[Entries]
**********

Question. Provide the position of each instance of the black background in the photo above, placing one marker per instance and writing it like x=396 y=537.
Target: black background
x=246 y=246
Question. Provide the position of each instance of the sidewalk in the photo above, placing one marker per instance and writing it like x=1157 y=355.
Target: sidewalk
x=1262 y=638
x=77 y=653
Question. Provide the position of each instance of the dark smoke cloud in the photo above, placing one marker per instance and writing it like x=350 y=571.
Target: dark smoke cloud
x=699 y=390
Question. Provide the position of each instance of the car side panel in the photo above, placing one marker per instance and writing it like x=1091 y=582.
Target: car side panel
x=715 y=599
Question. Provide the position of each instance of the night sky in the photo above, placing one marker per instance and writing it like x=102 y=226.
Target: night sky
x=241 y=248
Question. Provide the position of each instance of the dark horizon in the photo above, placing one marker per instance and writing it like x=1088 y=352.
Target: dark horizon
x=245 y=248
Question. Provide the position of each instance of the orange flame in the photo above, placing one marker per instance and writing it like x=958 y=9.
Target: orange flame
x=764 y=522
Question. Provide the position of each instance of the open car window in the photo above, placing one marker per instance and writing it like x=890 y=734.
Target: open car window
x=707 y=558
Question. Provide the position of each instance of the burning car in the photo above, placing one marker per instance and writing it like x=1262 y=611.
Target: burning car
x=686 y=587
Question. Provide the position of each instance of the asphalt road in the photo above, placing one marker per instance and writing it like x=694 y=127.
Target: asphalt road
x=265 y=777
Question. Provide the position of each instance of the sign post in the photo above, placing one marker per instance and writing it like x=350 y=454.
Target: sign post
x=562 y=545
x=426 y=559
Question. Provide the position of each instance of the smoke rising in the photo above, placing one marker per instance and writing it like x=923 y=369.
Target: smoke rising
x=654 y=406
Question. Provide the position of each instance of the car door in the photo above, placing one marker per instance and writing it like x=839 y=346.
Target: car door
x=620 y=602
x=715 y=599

**********

[The request] Rewrite all the material above, putting "point" in place of each "marker" and keeping everything else unchanged.

[Reply to the exercise]
Question. Provide the position of each instance of the black background in the photo above, placing one point per instance and writing it like x=396 y=537.
Target: black background
x=246 y=246
Question. Provide the position of each instance of the sidewalk in the photo above, placing one point per instance and writing it like x=1157 y=355.
Target: sidewalk
x=1262 y=638
x=77 y=653
Question. Provide the position of each instance of the dark smoke cloud in the photo above, placing one point per instance and writing it like x=350 y=571.
Target: dark smoke cloud
x=699 y=390
Question. Provide the position of each instance of the car side panel in the photo above, placing one point per instance and writing it like x=1091 y=582.
Target: car side panel
x=715 y=599
Question. Provide the position of each instance of the night sky in the photo above, placing one point per instance and writing it like x=102 y=226.
Target: night sky
x=241 y=248
Question. Provide the position of each instance of the dark horizon in the photo above, placing one point per instance and writing it like x=1088 y=352.
Target: dark horizon
x=245 y=248
Question. Provide the position of each instance of the orange flame in the photo above, placing one point per instance and writing it like x=958 y=9.
Target: orange flame
x=764 y=522
Question. Provide the position of each instance of the open car window in the photo above, placing one point per instance and writing it like x=890 y=734.
Target: open car window
x=707 y=558
Question. Provide the position of each instance of the burning car in the photo above, placing one point per instance and writing it like x=1262 y=611.
Target: burning car
x=686 y=587
Question. Provide the position of each instance of the asphalt road in the photo above, placing one point per instance and writing it like x=694 y=127.
Target: asphalt road
x=265 y=777
Question. Provide the position of each instance of the sign post in the photo above, placing one point per instance and writing it like x=350 y=454.
Target: sign post
x=562 y=545
x=426 y=559
Question. Provide the position of each instance of the smoke rising in the photo above, placing one point per instance and writing it like x=923 y=369.
Target: smoke rising
x=654 y=406
Question. Provide the position of each instance of the car door in the photo above, placing one point per instance and writing it like x=839 y=346.
Target: car door
x=620 y=602
x=715 y=599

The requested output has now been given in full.